START PROVIDED PASSAGE
The South American country of Colombia acknowledges more national holidays than any nation except for India. Of its eighteen official holidays, twelve come from the Roman Catholic calendar, and three of those fall in June this year: Corpus Christi on June 8, Sacred Heart (Sagrado Corazón) on June 15, and the Feast of Saints Peter and Paul (San Pedro y San Pablo) on June 29. Considering that Colombia's population is 90% Roman Catholic, how does religion shape practices of giving within the country? Additionally, how does the Catholic Church mediate the philanthropic sphere of the Colombian diaspora, numbering 1.1 million (first and second generations), in the United States?
It turns out that Latin America in general, according to the World Giving Index, released annually by Charities Aid Foundation since 2010, has a weak practice of philanthropy in relation to the rest of the world. Colombia, ranked 53rd out of 135 indexed countries, is one of the higher-rated philanthropic countries in Latin America, according to the 2014 report. Venezuela, by comparison, is second to last, and Ecuador comes in at #132. Yet despite lower-than-average rankings in both money donated and time spent volunteering, Colombia has consistently ranked high in the "helping a stranger" category, even reaching number four in the world in 2013. Given the distrust created in the wake of decades-long civil and political conflict in Colombia, the fact that 70% of the population indicated they had helped a stranger appears remarkable.
END PROVIDED PASSAGE
START SUPPLIED DATA
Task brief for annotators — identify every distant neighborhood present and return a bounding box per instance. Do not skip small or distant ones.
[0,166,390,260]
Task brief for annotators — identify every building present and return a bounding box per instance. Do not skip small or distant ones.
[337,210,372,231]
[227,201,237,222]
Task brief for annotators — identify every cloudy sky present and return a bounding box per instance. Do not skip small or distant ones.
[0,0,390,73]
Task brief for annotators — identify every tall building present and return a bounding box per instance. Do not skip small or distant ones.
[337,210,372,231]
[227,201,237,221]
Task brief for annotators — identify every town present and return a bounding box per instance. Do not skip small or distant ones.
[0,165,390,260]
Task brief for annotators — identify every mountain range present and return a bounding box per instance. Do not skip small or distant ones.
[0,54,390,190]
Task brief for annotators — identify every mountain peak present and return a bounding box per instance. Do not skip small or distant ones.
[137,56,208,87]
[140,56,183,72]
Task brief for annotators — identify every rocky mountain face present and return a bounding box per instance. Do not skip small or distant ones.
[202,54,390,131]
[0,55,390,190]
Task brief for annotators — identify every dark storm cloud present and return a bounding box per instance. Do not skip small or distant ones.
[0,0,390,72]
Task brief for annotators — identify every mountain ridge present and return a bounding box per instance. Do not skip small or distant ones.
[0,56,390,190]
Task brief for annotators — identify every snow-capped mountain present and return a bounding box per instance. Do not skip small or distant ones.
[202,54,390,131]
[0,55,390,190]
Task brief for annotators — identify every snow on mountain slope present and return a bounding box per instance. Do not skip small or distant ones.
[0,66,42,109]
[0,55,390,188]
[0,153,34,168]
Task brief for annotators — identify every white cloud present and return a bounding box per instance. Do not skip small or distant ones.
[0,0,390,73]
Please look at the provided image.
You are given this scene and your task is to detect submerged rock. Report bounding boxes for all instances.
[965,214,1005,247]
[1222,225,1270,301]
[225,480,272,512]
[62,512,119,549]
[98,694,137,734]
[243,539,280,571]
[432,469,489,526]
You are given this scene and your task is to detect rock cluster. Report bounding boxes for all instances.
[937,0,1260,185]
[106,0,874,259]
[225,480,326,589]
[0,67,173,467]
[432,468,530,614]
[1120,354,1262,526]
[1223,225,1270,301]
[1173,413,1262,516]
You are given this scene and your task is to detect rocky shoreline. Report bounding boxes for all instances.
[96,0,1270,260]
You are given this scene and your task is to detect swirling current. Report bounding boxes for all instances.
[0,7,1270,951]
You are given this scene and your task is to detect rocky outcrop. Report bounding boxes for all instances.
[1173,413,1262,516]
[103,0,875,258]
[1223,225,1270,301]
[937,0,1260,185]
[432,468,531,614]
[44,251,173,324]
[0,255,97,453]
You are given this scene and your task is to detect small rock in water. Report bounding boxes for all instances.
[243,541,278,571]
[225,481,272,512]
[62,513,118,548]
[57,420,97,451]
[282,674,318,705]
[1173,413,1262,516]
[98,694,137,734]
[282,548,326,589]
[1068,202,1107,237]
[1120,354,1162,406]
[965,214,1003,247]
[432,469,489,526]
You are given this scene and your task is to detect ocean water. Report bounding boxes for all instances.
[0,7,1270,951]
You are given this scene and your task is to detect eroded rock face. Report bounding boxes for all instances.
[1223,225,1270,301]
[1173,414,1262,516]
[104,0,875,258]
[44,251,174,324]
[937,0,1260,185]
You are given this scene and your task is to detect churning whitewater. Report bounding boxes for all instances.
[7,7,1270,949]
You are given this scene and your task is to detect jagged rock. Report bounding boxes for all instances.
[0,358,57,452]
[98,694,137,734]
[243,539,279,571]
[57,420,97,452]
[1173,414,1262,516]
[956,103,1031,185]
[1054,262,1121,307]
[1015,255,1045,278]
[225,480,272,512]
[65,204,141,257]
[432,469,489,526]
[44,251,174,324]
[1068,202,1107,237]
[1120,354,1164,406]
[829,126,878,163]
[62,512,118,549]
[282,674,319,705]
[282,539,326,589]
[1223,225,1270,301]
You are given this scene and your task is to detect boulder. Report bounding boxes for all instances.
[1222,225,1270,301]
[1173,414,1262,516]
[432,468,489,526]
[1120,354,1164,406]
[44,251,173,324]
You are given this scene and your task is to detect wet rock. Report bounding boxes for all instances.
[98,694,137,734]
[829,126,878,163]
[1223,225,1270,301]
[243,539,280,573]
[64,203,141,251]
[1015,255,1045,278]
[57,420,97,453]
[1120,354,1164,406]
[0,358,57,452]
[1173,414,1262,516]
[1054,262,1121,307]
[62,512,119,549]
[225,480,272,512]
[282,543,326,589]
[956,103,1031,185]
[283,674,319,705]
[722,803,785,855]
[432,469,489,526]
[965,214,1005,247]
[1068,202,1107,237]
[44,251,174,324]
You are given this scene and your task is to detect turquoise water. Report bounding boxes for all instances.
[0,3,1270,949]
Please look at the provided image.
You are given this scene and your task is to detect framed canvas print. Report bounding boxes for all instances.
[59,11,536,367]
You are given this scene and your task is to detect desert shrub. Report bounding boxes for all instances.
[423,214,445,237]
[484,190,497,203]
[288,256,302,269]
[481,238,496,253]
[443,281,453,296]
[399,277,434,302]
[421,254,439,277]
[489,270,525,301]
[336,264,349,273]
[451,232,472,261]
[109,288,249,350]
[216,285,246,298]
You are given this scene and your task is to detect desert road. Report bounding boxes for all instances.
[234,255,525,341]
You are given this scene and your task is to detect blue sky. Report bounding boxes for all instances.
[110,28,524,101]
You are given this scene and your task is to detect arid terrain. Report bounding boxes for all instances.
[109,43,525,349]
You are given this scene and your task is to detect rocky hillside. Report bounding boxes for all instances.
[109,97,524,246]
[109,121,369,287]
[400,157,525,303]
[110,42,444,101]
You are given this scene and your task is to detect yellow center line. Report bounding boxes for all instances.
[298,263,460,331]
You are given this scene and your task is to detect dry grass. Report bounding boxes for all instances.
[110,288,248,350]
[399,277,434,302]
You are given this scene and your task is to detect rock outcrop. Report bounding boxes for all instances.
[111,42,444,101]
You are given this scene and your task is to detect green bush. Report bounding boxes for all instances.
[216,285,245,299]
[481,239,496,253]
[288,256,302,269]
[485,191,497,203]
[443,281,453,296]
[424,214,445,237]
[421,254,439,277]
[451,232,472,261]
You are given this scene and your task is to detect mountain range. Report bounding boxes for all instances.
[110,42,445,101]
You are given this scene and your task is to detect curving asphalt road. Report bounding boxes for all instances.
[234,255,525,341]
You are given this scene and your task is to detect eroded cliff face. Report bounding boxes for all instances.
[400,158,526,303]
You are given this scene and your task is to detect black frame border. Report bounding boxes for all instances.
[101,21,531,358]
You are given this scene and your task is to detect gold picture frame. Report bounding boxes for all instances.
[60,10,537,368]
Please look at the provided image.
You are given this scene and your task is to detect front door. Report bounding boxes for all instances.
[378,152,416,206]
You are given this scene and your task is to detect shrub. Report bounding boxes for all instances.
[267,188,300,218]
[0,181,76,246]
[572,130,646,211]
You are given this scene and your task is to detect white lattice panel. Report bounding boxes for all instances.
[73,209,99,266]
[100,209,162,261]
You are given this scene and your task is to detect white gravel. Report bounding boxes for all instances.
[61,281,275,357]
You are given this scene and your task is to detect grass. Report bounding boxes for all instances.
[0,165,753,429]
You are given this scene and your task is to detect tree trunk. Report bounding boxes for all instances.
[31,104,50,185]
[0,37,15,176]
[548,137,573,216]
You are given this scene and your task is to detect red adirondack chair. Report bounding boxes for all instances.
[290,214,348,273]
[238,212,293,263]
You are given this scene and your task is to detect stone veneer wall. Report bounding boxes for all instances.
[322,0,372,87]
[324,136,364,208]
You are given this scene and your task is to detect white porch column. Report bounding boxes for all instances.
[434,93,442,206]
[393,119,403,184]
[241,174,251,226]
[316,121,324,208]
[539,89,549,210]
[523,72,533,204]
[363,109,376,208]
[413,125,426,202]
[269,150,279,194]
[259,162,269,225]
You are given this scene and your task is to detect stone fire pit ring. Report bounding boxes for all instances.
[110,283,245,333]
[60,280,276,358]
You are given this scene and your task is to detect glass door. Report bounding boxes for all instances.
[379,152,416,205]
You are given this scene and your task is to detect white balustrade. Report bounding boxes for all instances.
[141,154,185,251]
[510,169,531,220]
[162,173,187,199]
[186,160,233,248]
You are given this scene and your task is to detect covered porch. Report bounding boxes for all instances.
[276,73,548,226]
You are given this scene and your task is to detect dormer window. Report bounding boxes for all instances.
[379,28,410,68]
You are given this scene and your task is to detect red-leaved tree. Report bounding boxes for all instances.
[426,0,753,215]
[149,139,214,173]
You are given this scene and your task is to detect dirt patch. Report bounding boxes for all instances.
END SUPPLIED DATA
◆ TASK ITEM A:
List each Roman Catholic holiday that the passage on giving in Colombia says falls in June this year, with its date.
◆ TASK ITEM B:
Reproduce the part of the passage on giving in Colombia starting at "The South American" and ending at "the United States?".
The lines are not needed for any of the work here.

◆ ANSWER BOX A:
Corpus Christi, June 8
Sacred Heart (Sagrado Corazón), June 15
Feast of Saints Peter and Paul (San Pedro y San Pablo), June 29

◆ ANSWER BOX B:
The South American country of Colombia acknowledges more national holidays than any nation except for India. Of its eighteen official holidays, twelve come from the Roman Catholic calendar, and three of those fall in June this year: Corpus Christi on June 8, Sacred Heart (Sagrado Corazón) on June 15, and the Feast of Saints Peter and Paul (San Pedro y San Pablo) on June 29. Considering that Colombia's population is 90% Roman Catholic, how does religion shape practices of giving within the country? Additionally, how does the Catholic Church mediate the philanthropic sphere of the Colombian diaspora, numbering 1.1 million (first and second generations), in the United States?